▸ Dataset entries:
## BEGIN
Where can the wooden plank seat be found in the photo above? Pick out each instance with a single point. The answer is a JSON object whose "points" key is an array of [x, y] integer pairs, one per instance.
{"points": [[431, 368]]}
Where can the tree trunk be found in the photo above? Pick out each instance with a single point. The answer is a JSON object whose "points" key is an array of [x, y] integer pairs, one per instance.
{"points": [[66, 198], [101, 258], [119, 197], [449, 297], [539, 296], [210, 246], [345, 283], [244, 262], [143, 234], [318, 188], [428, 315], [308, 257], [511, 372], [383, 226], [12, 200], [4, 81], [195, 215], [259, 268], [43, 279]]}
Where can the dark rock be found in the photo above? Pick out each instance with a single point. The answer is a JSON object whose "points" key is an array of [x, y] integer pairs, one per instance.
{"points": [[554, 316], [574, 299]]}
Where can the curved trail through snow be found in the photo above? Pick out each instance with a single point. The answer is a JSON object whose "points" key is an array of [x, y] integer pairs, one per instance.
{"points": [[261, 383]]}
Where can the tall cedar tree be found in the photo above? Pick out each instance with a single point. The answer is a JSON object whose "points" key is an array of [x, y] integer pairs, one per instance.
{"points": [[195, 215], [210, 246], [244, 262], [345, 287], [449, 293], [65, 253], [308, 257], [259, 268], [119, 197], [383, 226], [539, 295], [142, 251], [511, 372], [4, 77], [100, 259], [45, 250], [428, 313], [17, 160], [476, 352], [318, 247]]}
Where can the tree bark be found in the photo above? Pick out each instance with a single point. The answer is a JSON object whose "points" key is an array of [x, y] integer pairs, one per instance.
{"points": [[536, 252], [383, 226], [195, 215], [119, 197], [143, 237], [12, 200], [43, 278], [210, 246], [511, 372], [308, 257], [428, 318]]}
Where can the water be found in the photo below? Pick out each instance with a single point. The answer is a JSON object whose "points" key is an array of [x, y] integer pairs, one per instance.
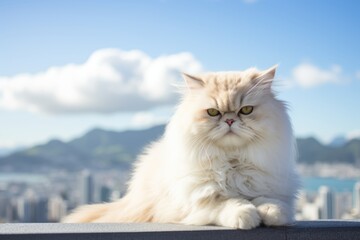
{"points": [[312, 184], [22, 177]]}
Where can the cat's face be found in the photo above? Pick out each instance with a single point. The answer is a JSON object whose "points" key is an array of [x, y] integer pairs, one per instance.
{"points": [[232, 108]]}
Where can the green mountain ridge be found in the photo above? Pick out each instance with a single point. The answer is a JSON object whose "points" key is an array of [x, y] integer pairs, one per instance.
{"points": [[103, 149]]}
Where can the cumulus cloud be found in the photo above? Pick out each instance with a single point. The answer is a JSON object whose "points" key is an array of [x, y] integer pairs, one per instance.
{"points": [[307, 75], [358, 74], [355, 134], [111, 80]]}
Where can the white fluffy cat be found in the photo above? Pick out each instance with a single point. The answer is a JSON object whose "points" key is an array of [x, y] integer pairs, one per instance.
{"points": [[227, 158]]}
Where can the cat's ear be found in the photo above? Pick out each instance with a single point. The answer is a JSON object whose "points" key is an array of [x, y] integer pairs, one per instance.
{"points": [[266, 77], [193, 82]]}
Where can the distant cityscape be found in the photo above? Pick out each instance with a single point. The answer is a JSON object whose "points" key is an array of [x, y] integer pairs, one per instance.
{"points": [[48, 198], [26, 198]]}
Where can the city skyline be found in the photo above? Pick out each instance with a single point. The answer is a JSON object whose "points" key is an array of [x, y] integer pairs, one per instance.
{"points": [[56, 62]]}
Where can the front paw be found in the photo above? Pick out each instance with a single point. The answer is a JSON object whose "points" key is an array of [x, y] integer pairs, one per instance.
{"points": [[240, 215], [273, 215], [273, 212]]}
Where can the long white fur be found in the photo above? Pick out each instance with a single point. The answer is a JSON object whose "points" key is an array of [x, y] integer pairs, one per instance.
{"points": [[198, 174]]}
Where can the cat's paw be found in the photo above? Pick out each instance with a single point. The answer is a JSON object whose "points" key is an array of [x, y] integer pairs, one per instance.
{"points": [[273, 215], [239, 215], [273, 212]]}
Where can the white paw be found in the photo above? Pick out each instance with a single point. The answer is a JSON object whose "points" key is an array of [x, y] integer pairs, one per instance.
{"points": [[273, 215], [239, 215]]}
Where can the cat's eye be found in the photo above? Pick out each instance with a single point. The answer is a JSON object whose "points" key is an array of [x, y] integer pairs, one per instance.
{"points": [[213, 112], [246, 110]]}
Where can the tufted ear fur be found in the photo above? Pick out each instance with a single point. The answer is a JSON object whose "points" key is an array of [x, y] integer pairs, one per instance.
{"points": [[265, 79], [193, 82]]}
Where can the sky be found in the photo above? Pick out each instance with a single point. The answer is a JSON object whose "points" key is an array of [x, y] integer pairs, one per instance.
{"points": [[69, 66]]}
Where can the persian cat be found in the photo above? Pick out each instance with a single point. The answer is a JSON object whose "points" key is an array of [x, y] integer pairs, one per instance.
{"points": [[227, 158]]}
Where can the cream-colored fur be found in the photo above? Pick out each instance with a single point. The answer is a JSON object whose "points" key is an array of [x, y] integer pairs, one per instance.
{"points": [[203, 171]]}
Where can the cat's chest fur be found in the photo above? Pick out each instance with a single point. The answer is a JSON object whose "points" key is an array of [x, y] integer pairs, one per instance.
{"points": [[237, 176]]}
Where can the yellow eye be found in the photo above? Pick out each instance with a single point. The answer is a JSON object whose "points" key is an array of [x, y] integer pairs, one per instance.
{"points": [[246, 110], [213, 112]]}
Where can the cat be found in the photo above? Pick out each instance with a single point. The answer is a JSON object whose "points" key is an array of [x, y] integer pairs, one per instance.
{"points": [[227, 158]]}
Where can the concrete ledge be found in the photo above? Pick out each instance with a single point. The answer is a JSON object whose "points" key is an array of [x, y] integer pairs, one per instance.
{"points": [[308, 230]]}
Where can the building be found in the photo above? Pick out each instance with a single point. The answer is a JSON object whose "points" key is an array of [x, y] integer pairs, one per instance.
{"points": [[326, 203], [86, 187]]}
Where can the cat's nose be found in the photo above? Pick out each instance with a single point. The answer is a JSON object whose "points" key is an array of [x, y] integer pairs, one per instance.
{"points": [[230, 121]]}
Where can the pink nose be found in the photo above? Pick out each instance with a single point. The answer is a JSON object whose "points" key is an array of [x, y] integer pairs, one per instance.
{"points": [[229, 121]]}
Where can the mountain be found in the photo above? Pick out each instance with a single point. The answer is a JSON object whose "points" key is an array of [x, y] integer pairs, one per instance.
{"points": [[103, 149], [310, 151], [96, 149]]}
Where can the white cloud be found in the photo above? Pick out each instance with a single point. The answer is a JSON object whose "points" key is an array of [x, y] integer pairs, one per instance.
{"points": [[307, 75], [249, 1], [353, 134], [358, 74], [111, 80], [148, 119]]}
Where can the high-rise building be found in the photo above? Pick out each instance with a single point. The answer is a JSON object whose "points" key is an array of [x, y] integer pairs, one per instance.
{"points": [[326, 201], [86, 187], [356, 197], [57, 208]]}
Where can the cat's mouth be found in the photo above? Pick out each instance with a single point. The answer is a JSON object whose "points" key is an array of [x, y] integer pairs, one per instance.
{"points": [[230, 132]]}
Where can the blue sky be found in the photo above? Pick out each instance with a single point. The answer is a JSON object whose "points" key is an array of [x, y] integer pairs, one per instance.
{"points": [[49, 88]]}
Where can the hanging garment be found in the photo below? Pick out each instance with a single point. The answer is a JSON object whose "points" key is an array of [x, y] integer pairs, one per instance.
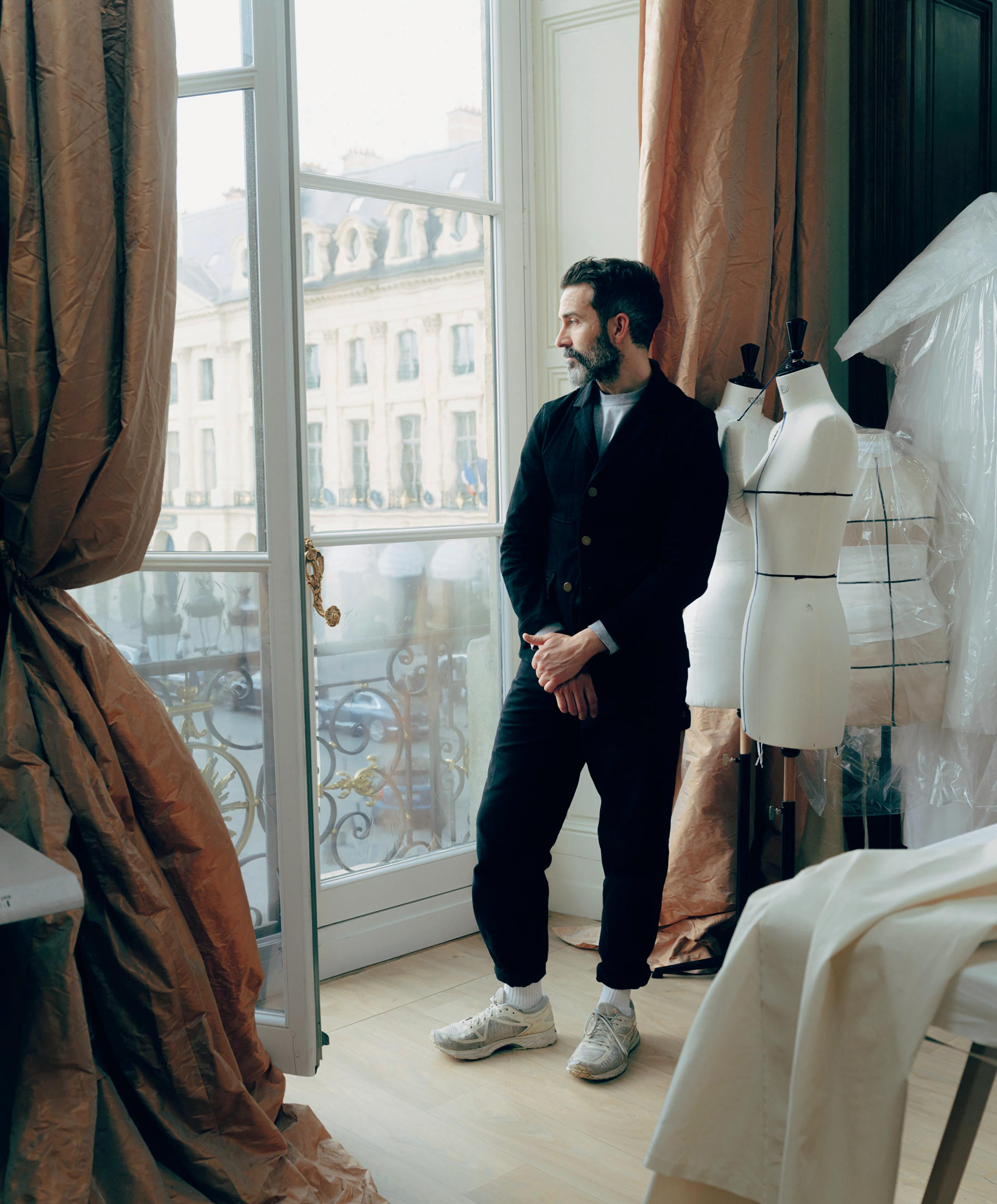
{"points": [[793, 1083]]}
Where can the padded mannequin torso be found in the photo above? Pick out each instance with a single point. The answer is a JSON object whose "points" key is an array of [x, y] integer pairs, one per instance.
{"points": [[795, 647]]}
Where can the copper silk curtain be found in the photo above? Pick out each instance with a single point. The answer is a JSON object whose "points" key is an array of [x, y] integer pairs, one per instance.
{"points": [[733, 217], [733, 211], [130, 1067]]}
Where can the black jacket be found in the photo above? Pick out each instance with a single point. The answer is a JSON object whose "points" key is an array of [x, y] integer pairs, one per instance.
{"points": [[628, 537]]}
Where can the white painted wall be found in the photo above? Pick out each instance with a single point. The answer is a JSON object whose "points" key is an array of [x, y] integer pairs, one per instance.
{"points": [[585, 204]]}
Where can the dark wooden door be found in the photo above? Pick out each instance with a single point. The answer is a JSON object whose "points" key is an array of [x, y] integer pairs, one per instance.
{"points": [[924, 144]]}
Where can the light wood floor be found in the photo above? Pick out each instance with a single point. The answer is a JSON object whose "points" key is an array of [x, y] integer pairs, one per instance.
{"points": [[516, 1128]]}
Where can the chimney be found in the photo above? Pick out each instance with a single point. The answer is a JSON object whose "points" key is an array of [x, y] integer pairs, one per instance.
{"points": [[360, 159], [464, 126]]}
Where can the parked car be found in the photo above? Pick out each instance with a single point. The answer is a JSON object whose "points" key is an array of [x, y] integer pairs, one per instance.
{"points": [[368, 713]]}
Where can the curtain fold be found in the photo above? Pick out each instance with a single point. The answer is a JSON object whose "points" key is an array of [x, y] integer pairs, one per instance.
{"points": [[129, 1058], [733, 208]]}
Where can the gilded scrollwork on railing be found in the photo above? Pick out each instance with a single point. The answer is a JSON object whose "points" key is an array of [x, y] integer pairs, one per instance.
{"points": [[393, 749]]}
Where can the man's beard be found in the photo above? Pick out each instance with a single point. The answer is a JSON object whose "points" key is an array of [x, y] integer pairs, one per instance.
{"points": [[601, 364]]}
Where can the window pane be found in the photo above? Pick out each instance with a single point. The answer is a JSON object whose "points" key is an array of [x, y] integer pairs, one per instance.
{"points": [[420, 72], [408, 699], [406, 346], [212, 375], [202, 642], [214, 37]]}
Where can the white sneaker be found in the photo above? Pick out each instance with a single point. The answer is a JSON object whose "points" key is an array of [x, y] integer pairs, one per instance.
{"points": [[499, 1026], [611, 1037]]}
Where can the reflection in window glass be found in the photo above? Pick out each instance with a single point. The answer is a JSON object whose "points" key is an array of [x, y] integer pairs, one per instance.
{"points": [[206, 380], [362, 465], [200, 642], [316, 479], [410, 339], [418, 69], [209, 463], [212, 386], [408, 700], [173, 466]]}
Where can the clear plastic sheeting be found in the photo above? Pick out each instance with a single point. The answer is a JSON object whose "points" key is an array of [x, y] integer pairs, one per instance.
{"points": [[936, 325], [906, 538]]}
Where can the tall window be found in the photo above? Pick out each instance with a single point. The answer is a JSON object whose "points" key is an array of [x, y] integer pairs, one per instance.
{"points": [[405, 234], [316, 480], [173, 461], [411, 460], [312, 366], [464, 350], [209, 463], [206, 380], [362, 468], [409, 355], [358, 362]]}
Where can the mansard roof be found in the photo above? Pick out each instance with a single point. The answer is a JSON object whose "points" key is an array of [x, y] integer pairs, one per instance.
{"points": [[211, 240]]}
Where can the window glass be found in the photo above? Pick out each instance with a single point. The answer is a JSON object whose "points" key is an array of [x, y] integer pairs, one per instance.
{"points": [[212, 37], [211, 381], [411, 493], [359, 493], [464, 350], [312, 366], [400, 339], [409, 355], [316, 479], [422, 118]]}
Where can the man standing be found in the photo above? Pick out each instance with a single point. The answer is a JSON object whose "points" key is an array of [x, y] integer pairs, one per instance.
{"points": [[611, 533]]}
## END
▸ Task details: Reproduce verbatim the lines above, beginning with the line containing "Where can the mansard" and continuing through the final line of the dataset entries.

▸ The output:
Where can the mansard roof be found in the photo above? Pick out each instance with a single point. The answer is a JSON object whose "points" key is an array of [x, y] integer pairs, one per instance.
{"points": [[211, 240]]}
Where can the window glass be found in the photo above? Pick out each instance with a single point. The answer is a JSON object whose "points" key is an array of [x, y] integer pairs, one per instance.
{"points": [[212, 37], [211, 381], [411, 493], [359, 493], [464, 350], [312, 366], [400, 339], [409, 355], [316, 479], [422, 118]]}
Where can the man standing be found in the photo above? Pick out each instance with a single point. The answer is a JSON object whose "points" key is an array of [x, y] integer pairs, one per instance.
{"points": [[611, 533]]}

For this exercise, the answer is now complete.